**Given exercise**
Recast every line of the rows below as a Markdown table with the columns No. and Text, numbering the lines in order and omitting blank lines.

**Data extract**
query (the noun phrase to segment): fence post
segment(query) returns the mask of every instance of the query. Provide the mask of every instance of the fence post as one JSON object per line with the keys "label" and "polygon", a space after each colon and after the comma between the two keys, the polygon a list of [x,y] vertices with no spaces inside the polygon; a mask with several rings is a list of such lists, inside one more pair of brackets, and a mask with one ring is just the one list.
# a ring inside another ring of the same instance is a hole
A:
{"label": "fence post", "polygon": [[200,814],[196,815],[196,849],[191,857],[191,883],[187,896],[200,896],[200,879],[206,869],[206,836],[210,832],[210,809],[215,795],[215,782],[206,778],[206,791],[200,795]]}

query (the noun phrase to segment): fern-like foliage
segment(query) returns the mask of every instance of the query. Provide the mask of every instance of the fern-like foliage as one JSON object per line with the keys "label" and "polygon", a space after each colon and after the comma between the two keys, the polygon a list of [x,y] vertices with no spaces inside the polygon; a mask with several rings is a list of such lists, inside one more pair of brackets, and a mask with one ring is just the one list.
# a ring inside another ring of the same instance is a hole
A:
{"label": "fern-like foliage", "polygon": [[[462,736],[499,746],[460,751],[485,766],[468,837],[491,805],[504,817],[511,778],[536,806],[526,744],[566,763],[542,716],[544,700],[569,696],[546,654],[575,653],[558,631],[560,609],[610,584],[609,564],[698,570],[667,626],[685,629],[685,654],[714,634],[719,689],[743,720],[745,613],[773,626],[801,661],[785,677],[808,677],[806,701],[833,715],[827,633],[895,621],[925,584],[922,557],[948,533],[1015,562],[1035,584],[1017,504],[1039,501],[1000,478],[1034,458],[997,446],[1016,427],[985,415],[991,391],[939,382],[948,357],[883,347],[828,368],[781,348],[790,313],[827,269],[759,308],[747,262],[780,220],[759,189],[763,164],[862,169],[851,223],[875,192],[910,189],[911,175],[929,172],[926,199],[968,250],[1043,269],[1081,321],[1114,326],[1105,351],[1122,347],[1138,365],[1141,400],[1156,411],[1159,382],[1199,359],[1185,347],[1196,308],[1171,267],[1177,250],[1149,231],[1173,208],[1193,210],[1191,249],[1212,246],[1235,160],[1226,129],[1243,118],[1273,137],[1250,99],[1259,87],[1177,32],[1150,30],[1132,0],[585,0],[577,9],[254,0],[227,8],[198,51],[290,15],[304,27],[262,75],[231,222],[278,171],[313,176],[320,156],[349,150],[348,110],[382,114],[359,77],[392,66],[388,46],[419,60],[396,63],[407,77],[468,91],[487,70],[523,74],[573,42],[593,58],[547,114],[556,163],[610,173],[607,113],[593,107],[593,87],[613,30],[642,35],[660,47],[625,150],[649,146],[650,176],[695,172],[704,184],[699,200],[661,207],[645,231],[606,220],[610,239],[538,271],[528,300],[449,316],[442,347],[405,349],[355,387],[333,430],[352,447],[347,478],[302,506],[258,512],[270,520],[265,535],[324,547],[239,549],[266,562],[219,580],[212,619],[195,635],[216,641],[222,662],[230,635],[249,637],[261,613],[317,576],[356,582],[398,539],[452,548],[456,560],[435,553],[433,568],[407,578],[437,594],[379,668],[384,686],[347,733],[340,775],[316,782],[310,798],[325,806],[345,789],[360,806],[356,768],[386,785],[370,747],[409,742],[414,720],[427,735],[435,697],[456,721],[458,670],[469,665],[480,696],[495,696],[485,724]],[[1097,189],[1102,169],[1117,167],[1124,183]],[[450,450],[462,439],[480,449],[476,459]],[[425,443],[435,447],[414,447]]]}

**Task result**
| No. | Text |
|---|---|
| 1 | query (the noun phrase to segment): fence post |
| 2 | segment(query) returns the mask of every instance of the query. Provide the mask of every instance of the fence post as one JSON object per line with the keys "label" and "polygon", a space after each colon and after the comma between the two keys, the polygon a list of [x,y] vertices with no spaces inside the polygon; a mask with several rings is a list of such lists, inside one more pair of brackets, and a mask with one ring is just the one list. |
| 3 | # a ring inside another ring of the same instance is a hole |
| 4 | A: |
| 5 | {"label": "fence post", "polygon": [[200,814],[196,815],[196,849],[191,857],[191,883],[187,896],[200,896],[200,879],[206,869],[206,836],[210,832],[210,809],[215,795],[215,782],[206,778],[206,791],[200,795]]} |
| 6 | query (the noun phrase to segment): fern-like foliage |
| 7 | segment(query) returns the mask of every instance of the query. Provide the mask of every instance of the fern-like foliage as one JSON object per line with the keys "label" and "polygon", a space after each colon and after the comma between the two keys, the polygon a list of [x,y] vertices with no spaces inside the polygon; a mask with several rings is a list of such lists, inside one more pair of brackets, and a mask with one ring is just the one list. |
| 8 | # a ring inside another ring of the same instance is a hole |
| 9 | A: |
| 10 | {"label": "fern-like foliage", "polygon": [[[462,736],[499,746],[460,751],[485,766],[468,837],[491,805],[504,817],[511,778],[536,806],[526,744],[566,763],[542,716],[544,700],[569,696],[546,654],[575,653],[558,631],[560,609],[610,584],[609,564],[698,570],[667,626],[685,629],[685,654],[714,634],[719,689],[743,720],[745,613],[773,626],[801,661],[785,677],[808,677],[806,701],[833,715],[827,633],[895,621],[925,584],[922,557],[948,533],[1015,562],[1035,584],[1017,504],[1039,501],[1000,478],[1034,458],[997,446],[1016,427],[985,415],[991,391],[939,382],[948,357],[883,347],[828,368],[781,348],[790,313],[827,269],[759,308],[747,262],[780,220],[759,189],[763,164],[862,169],[851,223],[875,192],[910,189],[911,175],[929,172],[926,199],[968,250],[1043,269],[1081,321],[1114,326],[1105,351],[1122,347],[1138,365],[1141,400],[1156,411],[1159,382],[1199,359],[1185,347],[1196,308],[1171,267],[1177,250],[1149,231],[1173,208],[1193,210],[1191,249],[1212,246],[1235,160],[1226,129],[1243,118],[1273,137],[1250,99],[1259,87],[1177,32],[1150,30],[1132,0],[585,0],[577,9],[254,0],[227,8],[198,51],[290,15],[304,27],[262,75],[231,222],[278,171],[313,176],[320,156],[349,150],[348,110],[382,114],[359,77],[392,66],[388,46],[419,60],[396,63],[407,77],[468,91],[487,70],[523,74],[573,42],[593,58],[547,114],[556,163],[610,173],[607,113],[593,107],[593,87],[613,30],[642,35],[660,47],[625,150],[649,146],[650,176],[695,172],[704,184],[699,200],[661,207],[645,231],[606,220],[610,239],[538,271],[528,300],[449,316],[442,347],[405,349],[355,387],[333,430],[352,447],[347,478],[302,506],[258,512],[270,520],[265,535],[324,547],[239,549],[266,562],[219,580],[212,619],[195,635],[216,641],[222,662],[230,635],[249,637],[261,613],[317,576],[356,582],[398,539],[452,548],[456,560],[435,553],[433,568],[407,578],[437,594],[379,668],[384,686],[347,733],[340,775],[316,782],[310,798],[325,806],[345,789],[360,806],[356,768],[386,785],[370,747],[409,742],[414,720],[427,735],[435,697],[456,721],[458,670],[469,665],[480,696],[495,696],[485,724]],[[1097,189],[1102,169],[1117,167],[1124,183]],[[450,450],[462,439],[480,449],[476,459]],[[425,443],[435,447],[414,447]]]} |